Exercise: Please write out the final portion of the records below exactly: the line containing "In the picture above, where can the mountain range", every line after it, and nothing else.

(Raw data begins)

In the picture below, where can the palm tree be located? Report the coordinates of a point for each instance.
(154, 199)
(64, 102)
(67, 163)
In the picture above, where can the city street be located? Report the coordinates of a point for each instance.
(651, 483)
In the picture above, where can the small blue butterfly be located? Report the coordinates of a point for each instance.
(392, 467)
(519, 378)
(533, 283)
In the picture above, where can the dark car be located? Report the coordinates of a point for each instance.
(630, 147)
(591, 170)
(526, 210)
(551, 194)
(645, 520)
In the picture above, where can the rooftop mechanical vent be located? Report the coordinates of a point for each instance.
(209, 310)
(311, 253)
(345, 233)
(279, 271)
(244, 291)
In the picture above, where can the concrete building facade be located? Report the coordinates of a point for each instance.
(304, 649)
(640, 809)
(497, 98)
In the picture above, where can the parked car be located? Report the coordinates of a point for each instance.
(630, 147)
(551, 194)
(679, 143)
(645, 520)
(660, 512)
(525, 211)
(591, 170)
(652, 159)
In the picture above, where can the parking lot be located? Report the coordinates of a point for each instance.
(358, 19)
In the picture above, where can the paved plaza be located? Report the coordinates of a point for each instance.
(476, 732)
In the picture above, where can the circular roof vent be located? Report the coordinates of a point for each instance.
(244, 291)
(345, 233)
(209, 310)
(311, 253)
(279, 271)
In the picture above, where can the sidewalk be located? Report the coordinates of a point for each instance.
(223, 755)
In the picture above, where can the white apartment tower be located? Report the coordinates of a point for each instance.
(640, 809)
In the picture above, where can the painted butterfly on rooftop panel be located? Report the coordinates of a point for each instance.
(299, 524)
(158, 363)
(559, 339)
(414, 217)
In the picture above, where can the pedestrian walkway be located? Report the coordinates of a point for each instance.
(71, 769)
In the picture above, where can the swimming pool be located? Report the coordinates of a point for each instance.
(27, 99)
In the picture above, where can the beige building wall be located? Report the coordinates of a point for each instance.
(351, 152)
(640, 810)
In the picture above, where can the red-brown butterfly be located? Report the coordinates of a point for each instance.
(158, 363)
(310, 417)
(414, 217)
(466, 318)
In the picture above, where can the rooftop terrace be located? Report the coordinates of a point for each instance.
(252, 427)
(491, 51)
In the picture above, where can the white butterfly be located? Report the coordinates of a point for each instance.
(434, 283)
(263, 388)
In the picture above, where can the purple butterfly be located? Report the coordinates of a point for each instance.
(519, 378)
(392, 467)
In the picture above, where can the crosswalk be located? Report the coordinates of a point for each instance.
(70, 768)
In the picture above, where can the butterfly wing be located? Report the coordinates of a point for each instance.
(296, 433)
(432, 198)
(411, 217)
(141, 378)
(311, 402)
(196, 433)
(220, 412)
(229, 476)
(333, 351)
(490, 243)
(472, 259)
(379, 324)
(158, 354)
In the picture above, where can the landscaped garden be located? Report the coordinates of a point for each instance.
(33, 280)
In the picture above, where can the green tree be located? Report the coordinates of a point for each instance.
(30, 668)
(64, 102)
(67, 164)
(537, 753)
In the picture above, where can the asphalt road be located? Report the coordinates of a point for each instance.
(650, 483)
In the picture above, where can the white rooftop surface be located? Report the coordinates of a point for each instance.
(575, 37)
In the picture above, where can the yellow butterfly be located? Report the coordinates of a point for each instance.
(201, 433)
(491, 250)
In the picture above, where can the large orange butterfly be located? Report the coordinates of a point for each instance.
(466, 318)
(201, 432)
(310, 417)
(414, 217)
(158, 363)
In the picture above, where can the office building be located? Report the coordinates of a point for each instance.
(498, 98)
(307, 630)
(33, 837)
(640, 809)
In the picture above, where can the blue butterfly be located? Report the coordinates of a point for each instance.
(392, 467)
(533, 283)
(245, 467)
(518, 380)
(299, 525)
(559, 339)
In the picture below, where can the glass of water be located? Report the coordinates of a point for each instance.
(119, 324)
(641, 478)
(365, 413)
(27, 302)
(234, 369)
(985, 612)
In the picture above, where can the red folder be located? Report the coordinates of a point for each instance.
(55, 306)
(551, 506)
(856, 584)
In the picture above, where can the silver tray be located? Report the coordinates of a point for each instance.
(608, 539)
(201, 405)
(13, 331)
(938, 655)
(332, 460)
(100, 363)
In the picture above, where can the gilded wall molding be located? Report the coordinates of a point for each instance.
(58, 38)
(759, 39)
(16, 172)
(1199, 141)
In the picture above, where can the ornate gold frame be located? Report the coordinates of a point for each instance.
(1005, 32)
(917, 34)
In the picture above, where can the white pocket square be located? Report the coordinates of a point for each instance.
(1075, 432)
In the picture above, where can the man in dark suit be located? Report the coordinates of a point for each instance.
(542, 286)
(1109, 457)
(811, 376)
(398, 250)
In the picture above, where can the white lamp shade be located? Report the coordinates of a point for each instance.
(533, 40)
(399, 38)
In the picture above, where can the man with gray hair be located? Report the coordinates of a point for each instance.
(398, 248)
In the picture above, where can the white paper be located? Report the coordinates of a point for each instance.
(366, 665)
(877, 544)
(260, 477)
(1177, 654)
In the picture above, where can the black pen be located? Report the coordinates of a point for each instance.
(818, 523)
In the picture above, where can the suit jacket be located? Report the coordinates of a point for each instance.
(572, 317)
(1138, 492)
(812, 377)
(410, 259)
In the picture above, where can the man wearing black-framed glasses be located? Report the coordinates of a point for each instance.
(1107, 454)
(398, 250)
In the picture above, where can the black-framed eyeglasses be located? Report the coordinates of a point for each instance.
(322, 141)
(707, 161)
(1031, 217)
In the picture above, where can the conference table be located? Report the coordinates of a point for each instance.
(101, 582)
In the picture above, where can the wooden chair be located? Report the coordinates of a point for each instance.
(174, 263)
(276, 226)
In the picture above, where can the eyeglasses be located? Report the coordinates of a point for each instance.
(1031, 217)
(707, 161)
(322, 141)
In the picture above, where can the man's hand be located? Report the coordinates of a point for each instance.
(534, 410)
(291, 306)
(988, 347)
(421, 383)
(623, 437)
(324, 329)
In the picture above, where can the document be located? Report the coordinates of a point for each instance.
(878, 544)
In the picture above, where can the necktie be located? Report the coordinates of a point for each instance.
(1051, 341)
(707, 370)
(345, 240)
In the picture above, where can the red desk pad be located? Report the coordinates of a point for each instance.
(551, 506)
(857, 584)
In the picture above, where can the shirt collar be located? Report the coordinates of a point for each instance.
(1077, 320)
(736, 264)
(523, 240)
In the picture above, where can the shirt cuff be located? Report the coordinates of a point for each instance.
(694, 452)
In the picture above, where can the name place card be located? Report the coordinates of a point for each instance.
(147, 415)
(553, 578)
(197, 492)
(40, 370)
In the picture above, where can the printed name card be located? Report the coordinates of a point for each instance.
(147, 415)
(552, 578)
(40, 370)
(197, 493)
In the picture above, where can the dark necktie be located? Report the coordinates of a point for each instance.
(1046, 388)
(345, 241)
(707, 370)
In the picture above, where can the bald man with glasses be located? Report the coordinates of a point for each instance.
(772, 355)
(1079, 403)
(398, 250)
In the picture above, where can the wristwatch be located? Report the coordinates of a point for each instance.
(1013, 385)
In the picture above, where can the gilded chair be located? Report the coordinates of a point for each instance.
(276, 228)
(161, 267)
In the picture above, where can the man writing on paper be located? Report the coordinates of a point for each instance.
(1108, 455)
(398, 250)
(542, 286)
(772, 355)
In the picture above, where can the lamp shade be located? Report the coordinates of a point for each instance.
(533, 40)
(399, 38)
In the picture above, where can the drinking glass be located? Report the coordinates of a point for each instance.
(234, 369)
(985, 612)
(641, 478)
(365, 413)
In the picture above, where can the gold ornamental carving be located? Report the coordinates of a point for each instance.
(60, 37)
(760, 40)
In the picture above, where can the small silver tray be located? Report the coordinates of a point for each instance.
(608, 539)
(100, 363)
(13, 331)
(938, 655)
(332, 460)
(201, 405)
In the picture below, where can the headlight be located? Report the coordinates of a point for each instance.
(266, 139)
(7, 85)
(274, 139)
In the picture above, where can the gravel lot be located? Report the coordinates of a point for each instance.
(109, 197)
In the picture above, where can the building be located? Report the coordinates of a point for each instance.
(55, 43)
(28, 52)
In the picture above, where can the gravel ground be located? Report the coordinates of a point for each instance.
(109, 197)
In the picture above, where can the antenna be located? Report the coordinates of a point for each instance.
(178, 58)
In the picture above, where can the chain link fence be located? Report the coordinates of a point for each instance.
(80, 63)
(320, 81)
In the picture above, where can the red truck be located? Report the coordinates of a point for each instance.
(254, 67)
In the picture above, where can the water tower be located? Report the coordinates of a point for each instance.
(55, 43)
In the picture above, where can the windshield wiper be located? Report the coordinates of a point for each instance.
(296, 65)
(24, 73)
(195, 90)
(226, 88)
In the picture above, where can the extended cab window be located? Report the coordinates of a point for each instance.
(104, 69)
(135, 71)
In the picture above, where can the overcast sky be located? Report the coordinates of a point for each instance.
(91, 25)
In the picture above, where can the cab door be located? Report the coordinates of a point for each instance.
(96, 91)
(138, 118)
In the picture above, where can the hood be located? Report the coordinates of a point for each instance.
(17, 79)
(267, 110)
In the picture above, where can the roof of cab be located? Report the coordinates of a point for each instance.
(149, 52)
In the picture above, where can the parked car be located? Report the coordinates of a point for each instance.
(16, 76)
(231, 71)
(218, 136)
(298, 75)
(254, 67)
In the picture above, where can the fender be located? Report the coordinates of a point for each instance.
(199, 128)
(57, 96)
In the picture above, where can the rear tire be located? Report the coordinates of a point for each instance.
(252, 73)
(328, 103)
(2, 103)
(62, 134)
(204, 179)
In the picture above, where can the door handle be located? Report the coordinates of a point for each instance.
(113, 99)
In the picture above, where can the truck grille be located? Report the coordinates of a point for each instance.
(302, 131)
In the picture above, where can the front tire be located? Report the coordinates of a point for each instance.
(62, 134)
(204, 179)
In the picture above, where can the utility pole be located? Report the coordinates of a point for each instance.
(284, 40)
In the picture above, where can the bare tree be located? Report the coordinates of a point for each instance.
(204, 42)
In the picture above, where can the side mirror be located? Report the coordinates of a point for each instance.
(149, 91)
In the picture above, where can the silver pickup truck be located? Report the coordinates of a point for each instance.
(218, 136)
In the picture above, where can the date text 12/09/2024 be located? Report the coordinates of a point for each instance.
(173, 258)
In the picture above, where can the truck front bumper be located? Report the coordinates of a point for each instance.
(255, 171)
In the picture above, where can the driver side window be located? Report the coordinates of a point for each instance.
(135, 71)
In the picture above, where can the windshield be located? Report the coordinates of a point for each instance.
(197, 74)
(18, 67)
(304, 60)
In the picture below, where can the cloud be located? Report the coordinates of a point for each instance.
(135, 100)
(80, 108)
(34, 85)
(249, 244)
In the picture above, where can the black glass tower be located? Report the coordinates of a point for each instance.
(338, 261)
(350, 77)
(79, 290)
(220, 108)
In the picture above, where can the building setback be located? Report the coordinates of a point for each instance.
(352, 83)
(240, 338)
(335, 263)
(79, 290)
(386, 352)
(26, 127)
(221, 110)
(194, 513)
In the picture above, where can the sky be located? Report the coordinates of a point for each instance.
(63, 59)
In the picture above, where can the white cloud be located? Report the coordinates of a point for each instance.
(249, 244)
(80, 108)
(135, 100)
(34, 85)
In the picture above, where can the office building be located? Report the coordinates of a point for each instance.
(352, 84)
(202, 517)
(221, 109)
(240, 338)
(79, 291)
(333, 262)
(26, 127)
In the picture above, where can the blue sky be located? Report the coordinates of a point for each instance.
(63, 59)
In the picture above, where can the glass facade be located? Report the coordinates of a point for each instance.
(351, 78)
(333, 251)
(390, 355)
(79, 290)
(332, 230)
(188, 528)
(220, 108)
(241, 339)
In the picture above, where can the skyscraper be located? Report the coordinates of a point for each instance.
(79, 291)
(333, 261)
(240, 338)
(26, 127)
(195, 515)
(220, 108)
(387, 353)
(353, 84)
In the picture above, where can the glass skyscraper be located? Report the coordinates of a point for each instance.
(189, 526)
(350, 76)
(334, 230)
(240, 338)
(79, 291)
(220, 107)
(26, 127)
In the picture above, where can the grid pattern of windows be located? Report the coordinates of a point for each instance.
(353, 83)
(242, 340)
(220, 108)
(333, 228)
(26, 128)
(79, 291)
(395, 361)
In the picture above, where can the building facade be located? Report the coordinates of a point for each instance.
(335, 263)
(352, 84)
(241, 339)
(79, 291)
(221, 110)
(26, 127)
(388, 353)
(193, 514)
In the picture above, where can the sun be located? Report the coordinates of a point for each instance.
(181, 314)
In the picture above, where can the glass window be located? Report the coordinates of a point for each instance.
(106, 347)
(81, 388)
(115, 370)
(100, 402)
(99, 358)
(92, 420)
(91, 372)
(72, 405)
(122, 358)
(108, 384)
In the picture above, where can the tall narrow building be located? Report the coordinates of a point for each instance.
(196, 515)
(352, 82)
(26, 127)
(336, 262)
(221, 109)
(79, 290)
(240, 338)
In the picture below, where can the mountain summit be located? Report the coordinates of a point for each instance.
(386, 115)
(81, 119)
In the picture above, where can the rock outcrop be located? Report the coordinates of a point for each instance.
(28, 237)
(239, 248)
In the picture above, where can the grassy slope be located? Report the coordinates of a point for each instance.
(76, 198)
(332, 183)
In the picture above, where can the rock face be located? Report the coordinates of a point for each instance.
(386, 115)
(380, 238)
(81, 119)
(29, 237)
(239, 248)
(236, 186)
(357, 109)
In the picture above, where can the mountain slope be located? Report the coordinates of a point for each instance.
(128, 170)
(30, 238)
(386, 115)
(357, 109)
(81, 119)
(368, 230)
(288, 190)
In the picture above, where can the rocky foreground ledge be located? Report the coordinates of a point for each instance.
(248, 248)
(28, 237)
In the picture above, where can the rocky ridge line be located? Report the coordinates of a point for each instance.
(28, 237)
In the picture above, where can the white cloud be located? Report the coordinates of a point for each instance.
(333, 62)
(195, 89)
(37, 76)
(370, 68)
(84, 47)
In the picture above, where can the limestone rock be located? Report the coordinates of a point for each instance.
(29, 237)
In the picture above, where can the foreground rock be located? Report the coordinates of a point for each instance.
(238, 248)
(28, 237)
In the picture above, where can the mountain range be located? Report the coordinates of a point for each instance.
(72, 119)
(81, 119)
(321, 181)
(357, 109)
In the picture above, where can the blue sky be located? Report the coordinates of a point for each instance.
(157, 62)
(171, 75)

(Raw data ends)

Answer box:
In the picture above, where can the mountain range be located? Report the coordinates of a point for each instance.
(72, 119)
(81, 119)
(321, 181)
(357, 109)
In the picture above, where can the blue sky be located? Report the coordinates of a point for each instance.
(157, 62)
(171, 75)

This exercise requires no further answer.